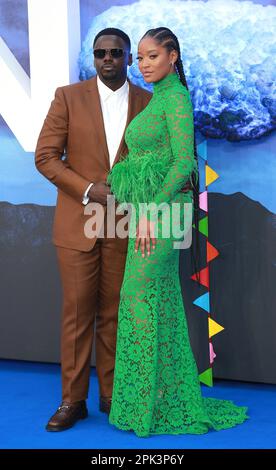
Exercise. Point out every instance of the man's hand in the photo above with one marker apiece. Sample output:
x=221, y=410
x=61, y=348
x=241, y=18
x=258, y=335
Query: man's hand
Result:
x=145, y=236
x=99, y=192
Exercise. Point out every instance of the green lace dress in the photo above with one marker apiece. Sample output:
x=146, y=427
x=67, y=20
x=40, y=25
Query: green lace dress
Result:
x=156, y=387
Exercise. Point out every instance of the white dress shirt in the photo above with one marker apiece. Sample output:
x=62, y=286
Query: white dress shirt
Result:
x=114, y=106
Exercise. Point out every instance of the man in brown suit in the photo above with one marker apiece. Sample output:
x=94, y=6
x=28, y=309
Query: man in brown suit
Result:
x=72, y=152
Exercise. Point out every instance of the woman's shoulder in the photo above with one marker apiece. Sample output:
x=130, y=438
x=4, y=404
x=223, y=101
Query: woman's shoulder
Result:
x=177, y=94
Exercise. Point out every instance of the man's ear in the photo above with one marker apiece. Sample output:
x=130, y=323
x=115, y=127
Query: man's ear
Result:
x=130, y=59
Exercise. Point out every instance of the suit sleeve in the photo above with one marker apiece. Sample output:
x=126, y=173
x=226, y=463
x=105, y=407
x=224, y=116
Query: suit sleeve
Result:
x=50, y=148
x=180, y=125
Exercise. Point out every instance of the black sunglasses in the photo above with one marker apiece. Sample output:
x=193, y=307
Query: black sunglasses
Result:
x=115, y=53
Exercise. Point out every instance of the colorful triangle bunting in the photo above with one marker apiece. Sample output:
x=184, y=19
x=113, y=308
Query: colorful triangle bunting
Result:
x=210, y=175
x=204, y=277
x=212, y=252
x=214, y=327
x=203, y=302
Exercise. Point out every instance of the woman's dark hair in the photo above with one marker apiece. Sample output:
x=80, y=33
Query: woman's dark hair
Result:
x=166, y=38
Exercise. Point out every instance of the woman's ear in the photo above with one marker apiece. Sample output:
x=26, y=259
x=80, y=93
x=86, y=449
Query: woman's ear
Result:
x=173, y=56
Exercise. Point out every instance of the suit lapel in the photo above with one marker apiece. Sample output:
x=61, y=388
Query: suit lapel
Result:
x=94, y=104
x=134, y=105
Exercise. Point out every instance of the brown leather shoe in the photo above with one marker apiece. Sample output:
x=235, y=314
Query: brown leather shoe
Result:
x=105, y=404
x=67, y=415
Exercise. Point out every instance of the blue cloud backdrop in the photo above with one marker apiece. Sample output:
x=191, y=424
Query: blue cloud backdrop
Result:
x=228, y=63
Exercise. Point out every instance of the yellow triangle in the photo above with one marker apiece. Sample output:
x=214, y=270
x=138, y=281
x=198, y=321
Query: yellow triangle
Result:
x=214, y=327
x=210, y=175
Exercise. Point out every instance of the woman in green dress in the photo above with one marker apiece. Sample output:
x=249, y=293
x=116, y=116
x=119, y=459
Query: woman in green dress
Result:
x=156, y=387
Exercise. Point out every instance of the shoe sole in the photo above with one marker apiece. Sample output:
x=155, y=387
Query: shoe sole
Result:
x=104, y=409
x=50, y=428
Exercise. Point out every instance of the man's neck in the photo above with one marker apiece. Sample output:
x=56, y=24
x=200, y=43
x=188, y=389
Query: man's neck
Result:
x=112, y=84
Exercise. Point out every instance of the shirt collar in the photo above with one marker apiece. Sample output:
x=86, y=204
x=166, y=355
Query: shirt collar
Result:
x=105, y=92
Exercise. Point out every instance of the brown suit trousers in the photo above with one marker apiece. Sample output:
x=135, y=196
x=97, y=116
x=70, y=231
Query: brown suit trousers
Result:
x=72, y=152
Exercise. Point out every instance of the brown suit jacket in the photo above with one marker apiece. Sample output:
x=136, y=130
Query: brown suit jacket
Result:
========================
> _WHAT TO DO_
Each record must appear again exactly as written above, without its pictures.

> _COMPLETED EXERCISE_
Exercise. Point out every instance of the man's hand in the photo above with one marker apiece. Sample output:
x=221, y=410
x=61, y=348
x=241, y=18
x=258, y=335
Query: man's hand
Result:
x=145, y=236
x=99, y=192
Exercise. Point out every instance of the green lace dress in the photo above with one marker apiece. Sample output:
x=146, y=427
x=67, y=20
x=40, y=25
Query: green lace dress
Result:
x=156, y=387
Exercise. Point out every instance of the white dress shirt in the photo above with one marker apiece. Sample output:
x=62, y=286
Query: white dress shirt
Result:
x=114, y=106
Exercise. Point out every instance of the man in brown suit in the photo above with one marker apiece. Sample output:
x=94, y=6
x=28, y=309
Query: man in brown suit
Result:
x=72, y=152
Exercise. Point out every instance of the woman's shoulder in the photo above with one marker apiece. Sample output:
x=130, y=438
x=4, y=404
x=223, y=101
Query: woman's shoulder
Result:
x=177, y=94
Exercise. Point out every instance of the man's ear in the photo above with one marker apiece. Sample output:
x=130, y=323
x=115, y=127
Query: man's ear
Result:
x=130, y=59
Exercise. Point out every instance of the suit sleeve in the photo above with one marker apiece. Sample output:
x=126, y=173
x=226, y=463
x=105, y=407
x=224, y=116
Query: suit sleeve
Result:
x=50, y=148
x=180, y=125
Exercise. Point out every instance of the black sunglasses in the photo above with one marker apiece. Sample output:
x=193, y=307
Query: black sunglasses
Result:
x=115, y=53
Exercise. Point out every instance of the colorful triangle bunting in the photo above with one marker apiece. Sample output:
x=184, y=19
x=113, y=308
Query: colorful triangle bunting
Result:
x=210, y=175
x=204, y=277
x=212, y=252
x=214, y=327
x=203, y=302
Exercise. Point out every instance of the woman's dark hair in the photo above with one marker apiece. Sample output:
x=80, y=33
Query: woman's dark hair
Result:
x=166, y=38
Exercise. Point out every instance of the woman's ear in the photo above with one marker apiece. Sample output:
x=26, y=259
x=80, y=93
x=86, y=449
Query: woman's ear
Result:
x=173, y=56
Exercise. Point out every instance of the suit lapel in the photo above with one marker apiece. Sample output:
x=61, y=388
Query: suit lapel
Result:
x=94, y=104
x=134, y=105
Exercise. Point out every instance of the brown leather shoe in the photo above with one marker apiece. Sample output:
x=235, y=314
Query: brown leather shoe
Result:
x=105, y=404
x=67, y=415
Exercise. Point out every instance of the blue cloud backdrop in the photo above with one marker apiece. Sample output:
x=191, y=424
Query: blue cloud backdrop
Result:
x=228, y=63
Exercise. Point out every instance of the yellow triangle in the photo above with one marker apiece. Sample output:
x=214, y=270
x=138, y=281
x=198, y=321
Query: yellow triangle
Result:
x=214, y=327
x=210, y=175
Exercise. Point out every instance of the woman in green dress in the photo above with one marker apiece. Sample output:
x=249, y=293
x=116, y=116
x=119, y=459
Query: woman in green dress
Result:
x=156, y=387
Exercise. Point out every instance of the shoe sole in the photo above with one marker apiece. Sample output:
x=155, y=387
Query: shoe sole
Result:
x=104, y=409
x=50, y=428
Exercise. Point out every instance of the man's neck in the photo above with one marker apiece. Sample output:
x=56, y=24
x=200, y=43
x=188, y=389
Query: man's neck
Result:
x=112, y=84
Exercise. Point out every instance of the shirt collar in the photo above with one marker apiece. Sample output:
x=86, y=204
x=166, y=355
Query: shirt collar
Result:
x=105, y=92
Exercise. Point out every instance of the brown suit trousers in the photo above with one marker apiece. Sample output:
x=135, y=196
x=97, y=116
x=70, y=231
Query: brown suit trousers
Result:
x=72, y=152
Exercise. Point out every instance of the brown suit jacket in the photo above with one marker apiece. Sample output:
x=136, y=130
Query: brown suit jacket
Result:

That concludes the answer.